# START OF Data extract

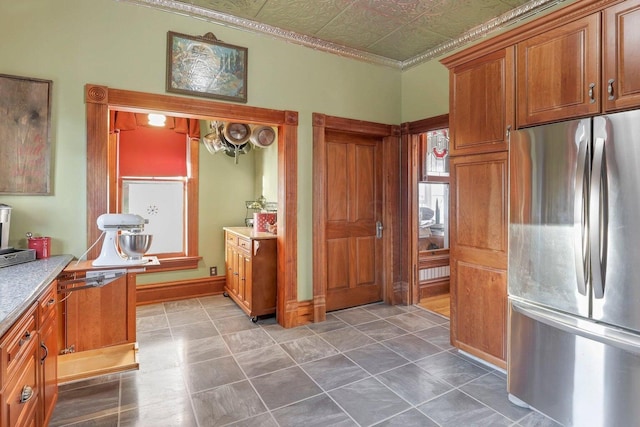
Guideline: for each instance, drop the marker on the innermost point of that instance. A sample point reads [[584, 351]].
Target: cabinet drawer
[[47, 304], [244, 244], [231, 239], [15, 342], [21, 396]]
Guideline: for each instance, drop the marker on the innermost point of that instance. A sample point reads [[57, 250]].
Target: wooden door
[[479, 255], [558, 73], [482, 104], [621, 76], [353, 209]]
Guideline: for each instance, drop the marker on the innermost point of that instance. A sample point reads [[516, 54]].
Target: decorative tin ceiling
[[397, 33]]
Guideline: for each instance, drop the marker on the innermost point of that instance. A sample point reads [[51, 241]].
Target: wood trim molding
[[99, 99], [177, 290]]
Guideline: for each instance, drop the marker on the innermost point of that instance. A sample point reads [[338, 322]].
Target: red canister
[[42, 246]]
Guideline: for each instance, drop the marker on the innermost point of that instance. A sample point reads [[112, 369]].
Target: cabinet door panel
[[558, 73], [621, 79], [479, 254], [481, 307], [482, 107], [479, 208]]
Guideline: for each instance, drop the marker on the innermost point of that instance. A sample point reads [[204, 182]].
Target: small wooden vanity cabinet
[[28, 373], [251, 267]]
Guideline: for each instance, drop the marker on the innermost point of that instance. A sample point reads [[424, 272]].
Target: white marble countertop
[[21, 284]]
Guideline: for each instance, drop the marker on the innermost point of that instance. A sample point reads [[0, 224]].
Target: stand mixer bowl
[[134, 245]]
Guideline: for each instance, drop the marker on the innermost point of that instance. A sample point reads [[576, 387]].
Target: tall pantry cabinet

# END OF Data extract

Written instruction: Can you pull every line of the records above out word for word, leaving out the pictures?

Task solution:
Guideline: for each instance, drop the marker on the innermost point of that instance. A sample point reads [[584, 351]].
Target: cabinet drawer
[[47, 304], [244, 244], [231, 239], [15, 342], [21, 396]]
Guideline: for each instance, drop the marker on the innermost point of that instance. A sample point reads [[57, 250]].
Target: wooden door
[[479, 255], [558, 73], [482, 104], [621, 76], [353, 209]]
Guideline: for each instance, drop the marker on the innermost point of that instance. A sample point reads [[516, 54]].
Target: decorative tin ceiling
[[397, 33]]
Guideline: for each instance, drop the marker on the innermost point of that instance. A sample point reads [[51, 241]].
Target: wood trim molding
[[99, 99], [177, 290]]
Guideline: for each instance, drop the marker on the innermost point of that instance. A sample point reads [[338, 322]].
Target: red canister
[[42, 246]]
Guideline: for each instance, drop the marker on the innermost point of that instance. A sample point reads [[112, 369]].
Target: cabinet door panel
[[558, 73], [621, 79], [479, 254], [481, 307], [482, 107], [479, 208]]
Guideline: for each instance, drop the marker on the innermost point of that instance. A sample point reads [[204, 182]].
Target: small wooden vanity cabinet
[[28, 373], [251, 267]]
Guideline: for each instance, drop the marker on the innermost point of that instance. A sample point reads [[424, 272]].
Target: white marble countertop
[[21, 284]]
Guideline: for each instance, drop the marker on the innermost point of that instance. A sample point reads [[0, 224]].
Target: stand mixer bowl
[[134, 245]]
Guideline: for each instance, drop the marker on the innermost point of that instance. A sample point reads [[576, 387]].
Target: tall pantry cabinet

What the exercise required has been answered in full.